ТЕКСТ СТРАНИЦЫ »
А вскоре наступило 2-е февраля, закончилась эта эпопея, окружили под Сталинградом армию Паулюса, нас вывели в резерв, мы получили пополнение, и меня из команды выздоравливающих отправили на пересыльный пункт. И я уже не в 76-й, а в 74-й полк попал. В роту автоматчиков. Побыл в этой роте, и каким-то образом ПНШ-4 (помощник начальника штаба по строевой части) на мне остановился и забрал к себе. Дегтяренко его фамилия. Там уже были у него уралец Семёнычев Фёдор и ещё кто-то. И так покосились на меня, что, мол, это вместо кого-то он меня подобрал. В общем, использовал меня Дегтяренко: вместо того, чтобы самому где-то быть, он меня посылал. Строевую записку приготовить - это я вместо него делал. И Семёнычев этот учёт офицерского состава ведёт, а я - пехоты. Знаешь, что такое строевая записка?

- Отчёт о выбытии: сколько погибло, сколько осталось.

Да, продукты питания там и так далее. Писари ротные дают мне данные, а я уже составляю за полк. Строевую записку должен подписать начальник штаба. Начальником штаба был Шышлов (Семён Михайлович, кажется). И доходило до того, что он посмотрит: "Нет, я не подпишу. Ты уверен, что это правильно?". Я говорю: "Ну мне дают такие сведения". -"Нет, иди пересчитай". И вот я иду в роту связи: "Где такой-то батальон?". Мне показывают провод, я по этому проводу иду в окопы и считаю солдат. А ангел-хранитель меня сохраняет. Я долго так ходил, пока этот Дегтяренко был. Потом его заменили, и уже я перестал ходить по проводам связи и считать солдат в окопах.
Так, это я отвлёкся. Значит, после Сталинграда мы получили пополнение и вышли к Изюму. Там я продолжил, конечно, быть при ПНШ-4 и заниматься рядовым составом. Затем был Северский Донец, село Долгенькое. Долго мы там с немцами стояли. Там на нейтральной полосе колодец был: туда и мы ходили брать воду, и немцы. И ни разу никто никого не убил. А когда встречались - так разбегались. Это на Северском Донце был небольшой плацдарм завоёван.

ИСХОДНЫЕ МАТЕРИАЛЫ »
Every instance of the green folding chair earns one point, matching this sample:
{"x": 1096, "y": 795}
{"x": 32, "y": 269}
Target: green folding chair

ПИСЬМЕННОЕ ЗАДАНИЕ » Продолжите воспоминания о фронтовой службе после Сталинграда, начав сразу после последнего приведённого предложения.

ОТВЕТ »
После этого мы освобождали Запорожье 14-го октября. Помню, пришли туда днём, переночевали, а на рассвете немец ушёл из города. Оставили там кого-то постреливать для вида, и мы не пошли в наступление, а оказалось, что они ушли. Командиром полка у нас был Конев, старик. Не помню его имя-отчество. И вот, идём мы, и тут нас обгоняет Чуйков со свитой. А Конев едет на лошади, свесив ноги на одну сторону. Чуйков подъезжает на "виллисе", по спине этого Конева: "Где вы должны быть в это время?". И матерится ужасно, ха-ха. Ну, по литературе и по рассказам других, Чуйков очень грубо относился к людям: расстреливал, бил. И Конева после этого случая заменили.

- Не расстреляли?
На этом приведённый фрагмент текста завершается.